Top of SUPPLIED MATERIAL

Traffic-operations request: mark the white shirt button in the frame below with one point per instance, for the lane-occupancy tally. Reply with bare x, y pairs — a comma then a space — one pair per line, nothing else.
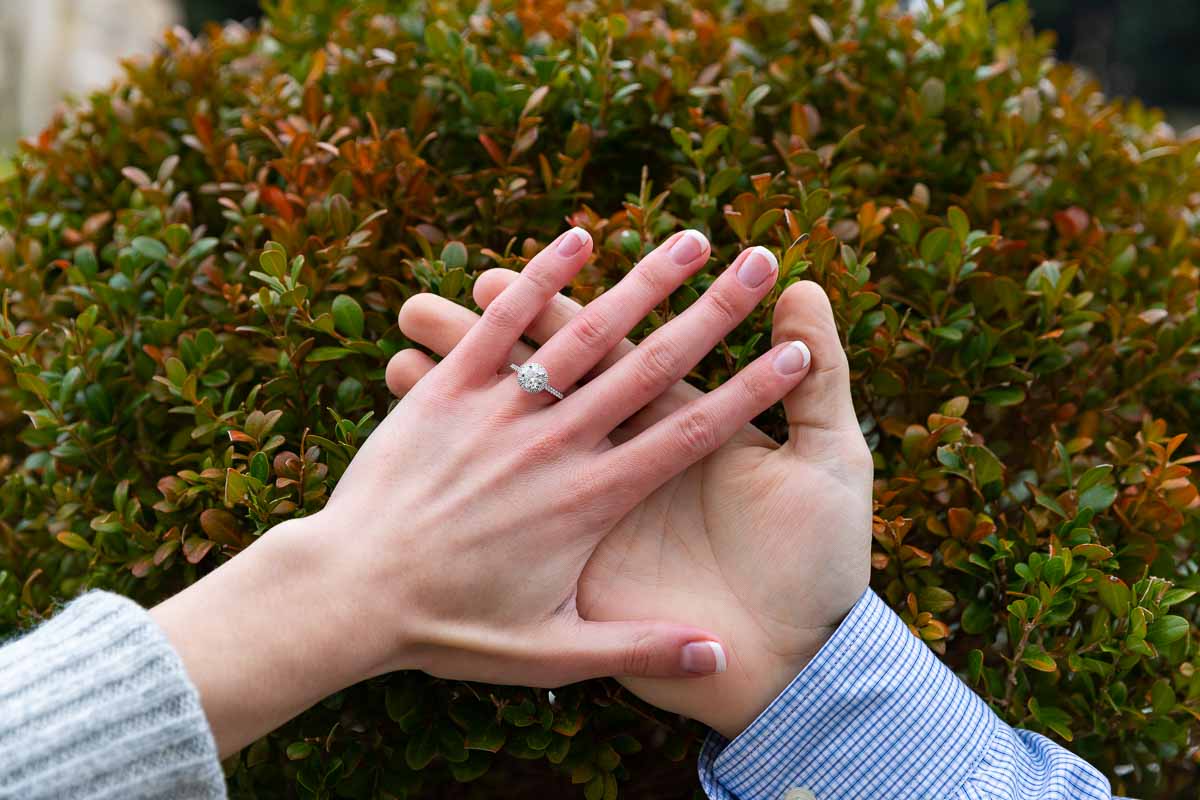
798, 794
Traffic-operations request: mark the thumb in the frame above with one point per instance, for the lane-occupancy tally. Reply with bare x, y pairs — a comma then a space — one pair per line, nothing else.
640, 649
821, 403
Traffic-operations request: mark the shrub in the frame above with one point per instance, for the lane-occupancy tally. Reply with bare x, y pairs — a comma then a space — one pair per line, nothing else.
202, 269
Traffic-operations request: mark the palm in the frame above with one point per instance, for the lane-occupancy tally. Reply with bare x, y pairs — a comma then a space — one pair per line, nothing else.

Bottom of SUPPLIED MATERIAL
Top of SUPPLIED MATERIAL

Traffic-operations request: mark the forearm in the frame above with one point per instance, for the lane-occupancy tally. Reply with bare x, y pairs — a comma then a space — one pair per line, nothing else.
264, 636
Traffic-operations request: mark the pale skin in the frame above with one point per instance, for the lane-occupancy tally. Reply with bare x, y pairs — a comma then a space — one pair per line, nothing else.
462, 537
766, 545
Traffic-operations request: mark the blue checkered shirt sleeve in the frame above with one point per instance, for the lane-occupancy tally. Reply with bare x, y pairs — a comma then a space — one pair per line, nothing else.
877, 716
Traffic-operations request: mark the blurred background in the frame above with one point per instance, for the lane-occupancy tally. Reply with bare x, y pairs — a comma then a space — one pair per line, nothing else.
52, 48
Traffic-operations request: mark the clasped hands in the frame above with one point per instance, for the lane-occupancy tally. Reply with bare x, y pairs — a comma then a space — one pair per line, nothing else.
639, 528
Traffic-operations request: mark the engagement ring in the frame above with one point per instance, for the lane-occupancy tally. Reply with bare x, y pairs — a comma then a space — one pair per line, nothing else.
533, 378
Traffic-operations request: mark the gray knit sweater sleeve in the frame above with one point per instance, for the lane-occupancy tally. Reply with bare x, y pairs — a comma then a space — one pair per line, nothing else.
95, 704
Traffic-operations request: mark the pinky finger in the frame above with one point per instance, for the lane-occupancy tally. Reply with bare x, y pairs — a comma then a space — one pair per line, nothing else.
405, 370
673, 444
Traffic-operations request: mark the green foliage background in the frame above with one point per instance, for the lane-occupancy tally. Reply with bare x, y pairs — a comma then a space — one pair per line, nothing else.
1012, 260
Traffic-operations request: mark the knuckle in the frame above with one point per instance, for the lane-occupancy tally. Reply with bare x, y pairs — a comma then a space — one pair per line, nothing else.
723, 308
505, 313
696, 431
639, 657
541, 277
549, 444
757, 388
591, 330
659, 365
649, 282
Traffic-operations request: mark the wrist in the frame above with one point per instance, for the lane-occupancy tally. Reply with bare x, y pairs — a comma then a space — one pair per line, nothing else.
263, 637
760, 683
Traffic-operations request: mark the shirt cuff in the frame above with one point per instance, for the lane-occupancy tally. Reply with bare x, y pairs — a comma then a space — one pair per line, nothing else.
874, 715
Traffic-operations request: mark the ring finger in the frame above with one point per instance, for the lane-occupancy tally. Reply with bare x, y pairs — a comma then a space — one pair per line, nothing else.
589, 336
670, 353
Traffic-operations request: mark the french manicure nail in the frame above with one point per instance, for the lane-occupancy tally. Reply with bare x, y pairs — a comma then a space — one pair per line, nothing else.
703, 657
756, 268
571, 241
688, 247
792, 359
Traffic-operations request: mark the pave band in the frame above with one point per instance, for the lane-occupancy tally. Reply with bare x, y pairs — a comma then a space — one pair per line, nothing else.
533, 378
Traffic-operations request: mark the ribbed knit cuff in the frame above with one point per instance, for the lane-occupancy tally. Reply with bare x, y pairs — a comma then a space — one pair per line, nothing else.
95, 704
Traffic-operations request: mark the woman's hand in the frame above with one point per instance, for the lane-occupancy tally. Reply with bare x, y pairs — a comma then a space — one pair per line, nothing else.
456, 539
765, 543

Bottom of SUPPLIED MATERIAL

TRY IT » What you return must match, character for character, the lines above from the one with "Traffic-operations request: mark the white" through the one with "Traffic-operations request: mark the palm", minus any pictures.

ANSWER SPACE »
Traffic-operations request: mark the white shirt button in the frame below with one point per instance, for the lane-occupancy tally. Reply with bare x, y pairs — a comma then a space — one pair per line, nothing else.
798, 794
Traffic-operations request: mark the thumb in the frame above with one point per instance, for the lane-occupancy tally. Reply with bare x, y pairs — a comma then a space — one pair per line, nothing else.
640, 649
821, 403
Traffic-operations request: mark the shrub in the frame above with one point per instance, for the lane-occupancy tally. Reply with bare x, y pairs — a comma then a space — one pair per line, nothing else.
202, 269
Traffic-operations request: mark the palm in the frame above with one point per instance, for the lane-occupancy tally. Reply with bare x, y pairs — a comma then a space — one pair per line, nothing else.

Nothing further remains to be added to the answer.